## EXERCISE DETAILS
Edit the lines below so that "bright sky" becomes "clear sky" everywhere it appears, and keep everything else the same.

-- Begin MATERIAL --

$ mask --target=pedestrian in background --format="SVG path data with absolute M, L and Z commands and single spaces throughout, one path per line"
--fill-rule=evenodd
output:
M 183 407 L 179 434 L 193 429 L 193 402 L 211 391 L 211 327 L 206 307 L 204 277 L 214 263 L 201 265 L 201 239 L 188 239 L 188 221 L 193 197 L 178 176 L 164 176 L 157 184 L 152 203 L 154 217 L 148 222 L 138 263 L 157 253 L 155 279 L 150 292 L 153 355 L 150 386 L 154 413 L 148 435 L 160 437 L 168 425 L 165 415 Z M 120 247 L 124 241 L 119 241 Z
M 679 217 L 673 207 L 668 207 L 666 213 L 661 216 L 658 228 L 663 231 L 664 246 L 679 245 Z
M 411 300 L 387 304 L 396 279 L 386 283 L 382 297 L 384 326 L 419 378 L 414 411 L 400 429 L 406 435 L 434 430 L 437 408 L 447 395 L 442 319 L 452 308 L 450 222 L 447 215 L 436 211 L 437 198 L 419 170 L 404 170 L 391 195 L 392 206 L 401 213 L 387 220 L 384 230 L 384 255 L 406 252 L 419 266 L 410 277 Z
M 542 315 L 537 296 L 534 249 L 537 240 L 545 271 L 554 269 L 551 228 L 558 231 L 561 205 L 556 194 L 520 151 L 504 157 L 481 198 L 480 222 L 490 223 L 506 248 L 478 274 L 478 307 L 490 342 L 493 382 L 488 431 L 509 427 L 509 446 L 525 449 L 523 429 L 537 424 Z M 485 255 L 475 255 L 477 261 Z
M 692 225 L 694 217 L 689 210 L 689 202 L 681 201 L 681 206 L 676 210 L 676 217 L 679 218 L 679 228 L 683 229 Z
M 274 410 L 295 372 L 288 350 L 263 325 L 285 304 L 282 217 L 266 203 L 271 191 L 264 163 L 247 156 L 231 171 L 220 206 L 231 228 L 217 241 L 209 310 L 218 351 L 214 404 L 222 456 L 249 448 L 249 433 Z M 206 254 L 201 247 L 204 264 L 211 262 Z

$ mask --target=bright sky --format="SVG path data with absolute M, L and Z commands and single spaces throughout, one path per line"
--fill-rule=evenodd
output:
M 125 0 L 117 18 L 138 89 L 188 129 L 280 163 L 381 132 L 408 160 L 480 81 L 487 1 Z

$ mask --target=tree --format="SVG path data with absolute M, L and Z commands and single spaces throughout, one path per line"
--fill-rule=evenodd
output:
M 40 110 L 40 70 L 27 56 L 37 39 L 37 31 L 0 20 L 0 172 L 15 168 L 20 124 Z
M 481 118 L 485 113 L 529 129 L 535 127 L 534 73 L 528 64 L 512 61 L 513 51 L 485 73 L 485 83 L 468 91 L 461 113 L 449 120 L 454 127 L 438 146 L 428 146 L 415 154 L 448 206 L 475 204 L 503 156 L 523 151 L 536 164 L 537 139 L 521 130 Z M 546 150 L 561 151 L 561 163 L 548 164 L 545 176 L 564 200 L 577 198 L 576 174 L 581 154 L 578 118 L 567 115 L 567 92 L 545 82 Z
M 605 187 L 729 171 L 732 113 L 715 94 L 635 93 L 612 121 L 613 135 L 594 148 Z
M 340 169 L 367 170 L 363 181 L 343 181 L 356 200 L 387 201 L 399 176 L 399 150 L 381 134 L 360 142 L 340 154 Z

-- End MATERIAL --

## WRITTEN RESPONSE
$ mask --target=pedestrian in background --format="SVG path data with absolute M, L and Z commands and single spaces throughout, one path per line"
--fill-rule=evenodd
output:
M 183 407 L 179 434 L 193 429 L 193 402 L 211 391 L 211 327 L 206 307 L 204 277 L 214 263 L 201 265 L 201 239 L 188 239 L 188 221 L 193 197 L 178 176 L 164 176 L 157 184 L 152 203 L 154 217 L 148 222 L 138 263 L 157 253 L 155 279 L 150 292 L 153 355 L 150 386 L 154 413 L 148 435 L 160 437 L 168 425 L 165 415 Z M 120 247 L 124 241 L 119 241 Z
M 679 217 L 673 207 L 668 207 L 666 213 L 661 216 L 658 228 L 663 231 L 664 246 L 679 245 Z
M 411 300 L 387 304 L 396 279 L 386 283 L 382 297 L 384 326 L 419 378 L 414 411 L 400 429 L 406 435 L 434 430 L 437 408 L 447 395 L 442 319 L 452 308 L 450 222 L 447 215 L 436 211 L 437 198 L 419 170 L 404 170 L 391 195 L 392 206 L 401 213 L 387 220 L 384 230 L 384 255 L 406 252 L 419 266 L 410 277 Z
M 542 315 L 537 296 L 534 249 L 537 240 L 545 271 L 554 269 L 551 228 L 558 231 L 561 205 L 556 194 L 520 151 L 504 157 L 481 198 L 480 222 L 490 223 L 506 248 L 478 274 L 478 307 L 490 342 L 493 382 L 488 431 L 509 427 L 509 446 L 525 449 L 523 429 L 537 424 Z M 485 255 L 475 255 L 477 261 Z
M 692 225 L 694 217 L 689 210 L 689 202 L 681 201 L 681 206 L 676 210 L 676 217 L 679 218 L 679 228 L 683 229 Z
M 274 410 L 295 372 L 288 350 L 263 325 L 285 304 L 282 217 L 266 203 L 271 191 L 264 163 L 247 156 L 231 171 L 220 206 L 231 228 L 217 241 L 209 310 L 218 351 L 214 404 L 222 456 L 249 448 L 249 433 Z M 206 254 L 201 247 L 204 264 L 211 262 Z

$ mask --target=clear sky --format="SVG path data with absolute M, L and Z commands and single spaces throughout, one path per line"
--fill-rule=evenodd
output:
M 125 0 L 117 18 L 138 89 L 188 129 L 280 163 L 381 132 L 408 160 L 480 81 L 487 1 Z

$ mask --target=tree --format="SVG path data with absolute M, L and Z commands and single spaces throughout, one path per line"
--fill-rule=evenodd
output:
M 40 110 L 40 70 L 27 56 L 37 39 L 37 31 L 0 20 L 0 172 L 15 168 L 20 124 Z
M 481 118 L 485 113 L 529 129 L 535 127 L 534 73 L 528 64 L 512 61 L 513 51 L 485 73 L 485 83 L 468 91 L 461 113 L 449 120 L 454 127 L 438 146 L 428 146 L 415 154 L 448 206 L 475 204 L 503 156 L 523 151 L 536 164 L 537 139 L 521 130 Z M 546 150 L 561 151 L 561 163 L 548 164 L 545 176 L 564 200 L 577 198 L 576 174 L 581 154 L 578 118 L 567 115 L 567 92 L 545 82 Z
M 605 187 L 729 171 L 732 113 L 715 94 L 635 93 L 612 121 L 613 135 L 594 148 Z
M 340 169 L 367 170 L 363 181 L 343 181 L 356 200 L 387 201 L 399 176 L 399 150 L 381 134 L 360 142 L 340 154 Z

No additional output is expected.